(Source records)

*-*-*

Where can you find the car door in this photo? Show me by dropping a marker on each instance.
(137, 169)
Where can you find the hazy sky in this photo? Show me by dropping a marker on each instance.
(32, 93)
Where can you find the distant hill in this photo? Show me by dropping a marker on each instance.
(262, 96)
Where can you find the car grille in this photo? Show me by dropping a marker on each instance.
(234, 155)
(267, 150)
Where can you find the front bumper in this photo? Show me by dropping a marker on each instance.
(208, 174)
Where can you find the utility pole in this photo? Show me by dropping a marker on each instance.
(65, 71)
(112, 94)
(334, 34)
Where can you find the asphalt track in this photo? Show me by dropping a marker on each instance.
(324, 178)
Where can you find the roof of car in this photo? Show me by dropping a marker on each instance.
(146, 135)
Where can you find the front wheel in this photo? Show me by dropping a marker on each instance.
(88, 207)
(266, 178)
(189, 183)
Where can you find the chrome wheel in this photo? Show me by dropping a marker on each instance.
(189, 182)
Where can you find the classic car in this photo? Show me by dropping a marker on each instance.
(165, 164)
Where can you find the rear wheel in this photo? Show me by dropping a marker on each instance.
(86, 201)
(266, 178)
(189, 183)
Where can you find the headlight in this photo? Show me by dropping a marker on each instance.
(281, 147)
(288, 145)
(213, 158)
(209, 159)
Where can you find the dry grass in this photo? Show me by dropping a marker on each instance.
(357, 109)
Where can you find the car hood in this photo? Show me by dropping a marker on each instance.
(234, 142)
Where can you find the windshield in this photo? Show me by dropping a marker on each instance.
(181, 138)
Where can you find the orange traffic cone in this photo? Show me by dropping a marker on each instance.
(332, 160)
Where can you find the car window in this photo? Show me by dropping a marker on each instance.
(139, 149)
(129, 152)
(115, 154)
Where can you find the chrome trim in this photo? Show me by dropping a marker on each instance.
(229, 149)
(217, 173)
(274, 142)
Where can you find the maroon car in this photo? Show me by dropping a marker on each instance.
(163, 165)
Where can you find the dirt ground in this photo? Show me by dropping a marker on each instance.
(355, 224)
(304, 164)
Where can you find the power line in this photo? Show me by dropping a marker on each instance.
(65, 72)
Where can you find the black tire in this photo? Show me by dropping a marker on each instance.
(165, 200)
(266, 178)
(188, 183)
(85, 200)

*-*-*

* _Task requirements_
Please print every line of the source records above, unchanged.

* _The output_
Where can you find the car door in this photo? Show me by dropping a marker on each instance.
(137, 169)
Where can you find the hazy sky in this photo? Show me by dropping a marker on each instance.
(32, 93)
Where can you find the distant hill in this photo? Show me by dropping a marker on each instance.
(262, 96)
Where can you find the car grille in this photo? Show me by dropping a marker on each instance.
(234, 155)
(267, 150)
Where can you find the front bumper in this photo? Show me by dropping a marker on each instance.
(208, 174)
Where can you find the utility pole in this photo? Show me by dropping a marker on each instance.
(65, 71)
(112, 94)
(334, 34)
Where can you find the asphalt track in this photo? Show me by dropping a marker on each instance.
(324, 178)
Where can you find the roof of car in this photo? Show me by dropping a marker on each instance.
(146, 135)
Where can you find the front wheel in this photo? Show me by dropping a marker on each instance.
(88, 207)
(266, 178)
(189, 183)
Where can you find the chrome wheel in this photo? Show me by dropping a marker on each instance.
(189, 182)
Where can you find the classic car in this photo? Show me by dropping a marker on each instance.
(165, 164)
Where can you find the rear wheel in this photo? Show me by dropping a marker on each instance.
(86, 201)
(266, 178)
(189, 183)
Where can you find the headlight in this photo? Show me by dropping a marker on each instance.
(281, 147)
(288, 145)
(213, 158)
(209, 159)
Where can you find the dry grass in this photo? Show me by dropping a marker on each instance.
(357, 109)
Where can you find the car hood in this photo? Show me by dropping a marker on each instance.
(234, 142)
Where can you find the windshield in this photo? Show me by dropping a marker on each instance.
(181, 138)
Where can you find the orange traffic cone in this photo? Show me by dropping a marker on each instance.
(332, 160)
Where can you find the car window in this photo? Show me by dropping a marker on each instance.
(139, 149)
(129, 152)
(115, 154)
Where can you find the chrome trim in this photo? Show me by dropping a marker on each instance.
(229, 149)
(217, 173)
(274, 142)
Where can you find the maroon car in this photo? Show me by dropping a marker on each instance.
(163, 165)
Where can you find the dirt ground in this photo? Show me by dropping a marker on each instance.
(355, 224)
(304, 164)
Where can you find the power line in this photo? Show me by dropping a marker on each instance.
(65, 72)
Where can you find the black tire in this photo? Show me by dropping a marker on each instance.
(165, 200)
(266, 178)
(188, 183)
(85, 200)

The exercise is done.